* **Goal of the exercise**
Every record should be copied exactly, and the images omitted.

########################################

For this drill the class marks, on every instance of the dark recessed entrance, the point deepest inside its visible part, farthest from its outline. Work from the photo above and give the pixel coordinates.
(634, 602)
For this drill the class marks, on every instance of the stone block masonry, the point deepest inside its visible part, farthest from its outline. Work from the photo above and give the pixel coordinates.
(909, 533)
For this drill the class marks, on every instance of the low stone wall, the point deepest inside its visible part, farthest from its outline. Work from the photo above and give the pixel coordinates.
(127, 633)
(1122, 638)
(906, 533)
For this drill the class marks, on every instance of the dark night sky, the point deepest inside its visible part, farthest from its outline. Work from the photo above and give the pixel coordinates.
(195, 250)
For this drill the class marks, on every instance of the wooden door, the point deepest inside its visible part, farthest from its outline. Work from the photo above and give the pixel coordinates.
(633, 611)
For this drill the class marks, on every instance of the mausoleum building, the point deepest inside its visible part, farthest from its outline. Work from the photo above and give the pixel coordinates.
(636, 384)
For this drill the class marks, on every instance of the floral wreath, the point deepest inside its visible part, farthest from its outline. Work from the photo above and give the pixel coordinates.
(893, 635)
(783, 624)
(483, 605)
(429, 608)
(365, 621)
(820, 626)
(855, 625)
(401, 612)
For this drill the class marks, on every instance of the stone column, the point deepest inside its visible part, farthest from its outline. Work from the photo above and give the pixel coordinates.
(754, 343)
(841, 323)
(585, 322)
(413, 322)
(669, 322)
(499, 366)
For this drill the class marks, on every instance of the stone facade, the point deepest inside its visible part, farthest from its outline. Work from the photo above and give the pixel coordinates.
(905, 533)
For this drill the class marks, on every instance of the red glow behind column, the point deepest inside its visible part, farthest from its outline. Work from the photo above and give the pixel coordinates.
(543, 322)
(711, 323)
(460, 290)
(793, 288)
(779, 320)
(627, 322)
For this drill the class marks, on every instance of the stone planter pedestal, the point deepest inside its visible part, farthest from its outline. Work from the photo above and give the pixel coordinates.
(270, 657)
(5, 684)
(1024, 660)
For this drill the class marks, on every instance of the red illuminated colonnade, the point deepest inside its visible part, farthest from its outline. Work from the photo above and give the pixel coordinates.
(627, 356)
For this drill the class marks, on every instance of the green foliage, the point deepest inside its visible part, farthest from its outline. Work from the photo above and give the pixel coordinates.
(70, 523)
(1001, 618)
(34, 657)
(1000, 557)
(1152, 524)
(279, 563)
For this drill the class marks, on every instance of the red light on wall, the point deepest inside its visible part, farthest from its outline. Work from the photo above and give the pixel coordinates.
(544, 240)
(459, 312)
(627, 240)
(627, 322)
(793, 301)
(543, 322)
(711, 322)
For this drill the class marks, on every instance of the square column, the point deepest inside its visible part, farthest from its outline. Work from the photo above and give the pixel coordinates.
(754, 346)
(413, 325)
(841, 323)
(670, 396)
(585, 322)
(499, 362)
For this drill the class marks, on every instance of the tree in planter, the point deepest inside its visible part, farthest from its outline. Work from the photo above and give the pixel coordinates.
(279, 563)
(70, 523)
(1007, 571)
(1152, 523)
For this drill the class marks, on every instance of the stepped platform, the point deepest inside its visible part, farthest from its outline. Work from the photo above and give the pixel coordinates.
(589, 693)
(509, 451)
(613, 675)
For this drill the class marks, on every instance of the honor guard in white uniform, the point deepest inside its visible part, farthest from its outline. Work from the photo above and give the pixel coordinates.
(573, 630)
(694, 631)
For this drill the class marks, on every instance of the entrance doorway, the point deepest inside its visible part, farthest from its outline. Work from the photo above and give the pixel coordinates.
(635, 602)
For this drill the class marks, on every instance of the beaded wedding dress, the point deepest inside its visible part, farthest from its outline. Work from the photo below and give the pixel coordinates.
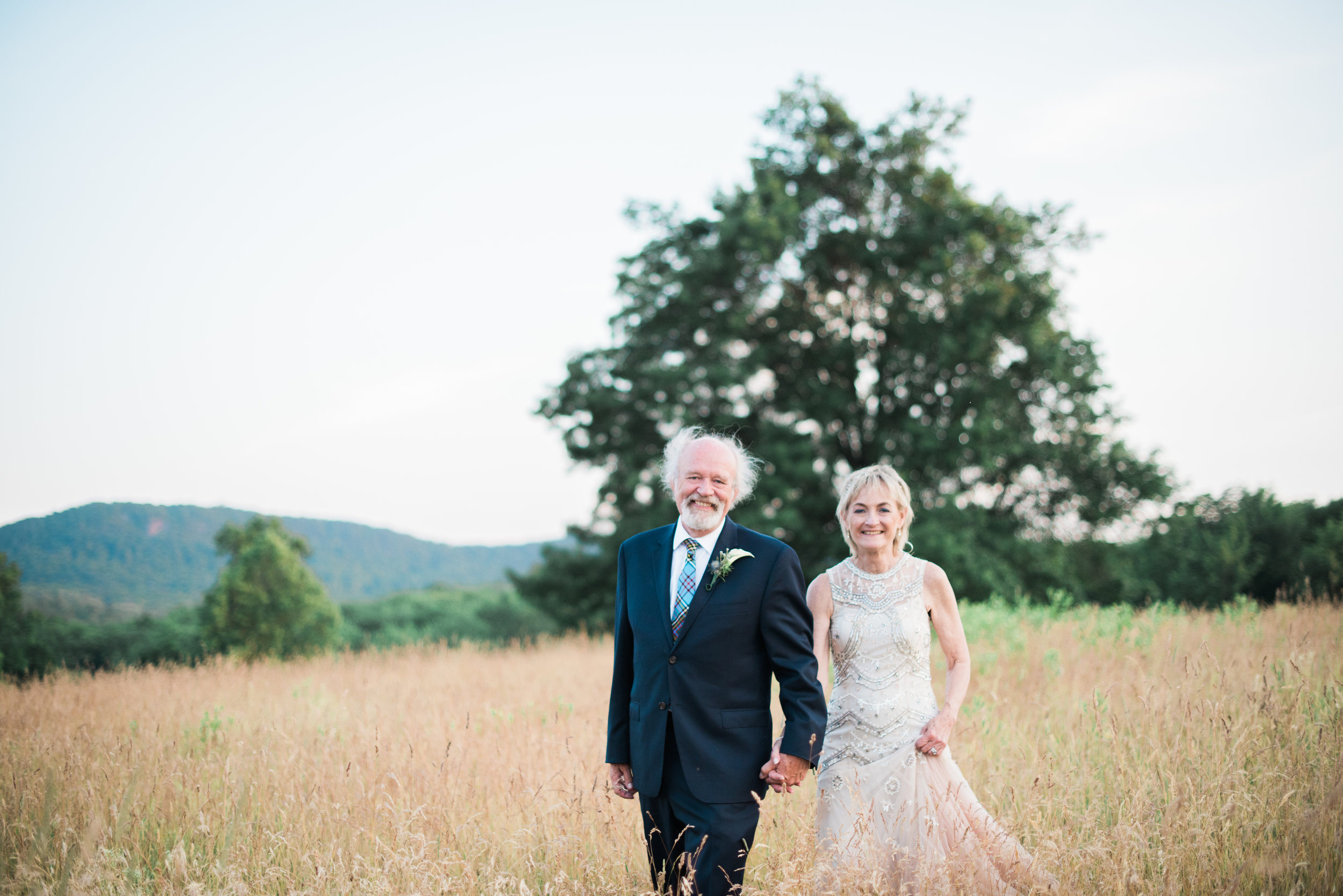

########################################

* **Output for this exercise**
For this drill the class marks, on every instance of the dark recessed entrance, the point deepest inside its visible part, farthest from its outline. Work from the photo above and give the pixel coordinates.
(634, 602)
For this drill the class marks, on every instance of the stone block masonry, the point deepest inside its visible part, farthest from its outline. Work from the photo above and give the pixel coordinates.
(909, 533)
For this drill the class marks, on every instance of the low stone wall, the point deepest inside its visible part, farthest from its outline. Work from the photo above and give the pixel coordinates.
(127, 633)
(1122, 638)
(906, 533)
For this drill the class marks, on every instance of the dark night sky, the point deepest inside its visible part, farthest from its outline. Work from the photo above and give the pixel coordinates.
(195, 250)
For this drill the class marks, on every instance of the wooden door, the point deepest inside its visible part, farthest from its outline. Work from the photo above and give the pixel coordinates.
(633, 611)
For this drill the class marks, on every instance of the mausoleum building, the point deepest inside its visible part, farthest from its outline. Work from the photo above and give the pixel coordinates.
(636, 384)
For this drill the class marks, on every instance of the floral wreath, the point deepest inside its visible part, farthest from its outline. Work from the photo above and give the pixel coordinates.
(893, 635)
(783, 624)
(483, 605)
(429, 608)
(365, 621)
(820, 626)
(855, 625)
(401, 612)
For this drill the class marks, on every instance of the stone column, the point deepest inside its visible part, farthest from its outline. Work from the photo above and give the pixel coordinates.
(754, 343)
(841, 323)
(585, 322)
(413, 322)
(669, 322)
(499, 366)
For this drill the class marks, on every instance of the stone facade, the point deepest inside its visible part, farthest from its outline. Work from the photo above and give the pixel coordinates.
(905, 533)
For this drill the class marks, on every instance of the red glow behind column, the point deepest inside its visible part, farthest from its outline. Work from the photo above and give the pixel coordinates.
(543, 322)
(711, 323)
(460, 290)
(793, 288)
(779, 320)
(627, 322)
For this drill the class marks, on every instance of the stone planter pedestal, the point deepest inside its visible part, farthest from its outline. Work from the photo above and give the pixel coordinates.
(270, 657)
(5, 684)
(1024, 660)
For this drill the class marks, on every instance of the red illuminated colonnade, the point deepest inside its visible part, farthest from its outline. Work from the photo above and give the pixel coordinates.
(627, 356)
For this drill the class marks, on every instance of the green foliage, the point deepest inside its visible part, farthest from its outline. Work from the photo above and give the pixel coordinates.
(70, 523)
(1001, 618)
(34, 657)
(1000, 557)
(1152, 524)
(279, 563)
For this drill the class marks, on every instance of the red light on wall, the point deepest inside its visible part, farthest from its outline. Work from the photo above and give the pixel coordinates.
(544, 240)
(459, 312)
(627, 240)
(627, 322)
(793, 301)
(543, 322)
(711, 322)
For this drill the class marks, on every instance of the square column, the point deepest inside its visible part, farthest from its outline. Work from the photo above and give the pixel coordinates.
(754, 346)
(413, 325)
(841, 323)
(670, 396)
(585, 322)
(499, 362)
For this drill the class marks, on every instance of the tree in planter, the point deepest inside its visible part, farthest from its outline. Work from the photo above and give the pixel coordinates.
(279, 563)
(70, 523)
(1007, 571)
(1152, 523)
For this drill the class marks, on every instance of the stepped platform, the point deepest inside its visible part, farthest from its outline. Work from the photo above and give the pixel coordinates.
(589, 693)
(509, 451)
(613, 675)
For this drill the class marks, on every instance of the honor guard in white uniform, the point deepest inside its visible part, farthest from its outline. Work from the photo above and give the pixel coordinates.
(573, 630)
(694, 631)
For this drill the class marks, on every instance of the entrance doorway, the point deepest inside its visible part, farthest from its outline. Work from the photo above and give the pixel coordinates.
(635, 602)
For this drill the class marks, on every instance of the beaded wedding dress, the point deepest inside its visible part, farthest from its outline. Work from the photo below and give the pixel coordinates.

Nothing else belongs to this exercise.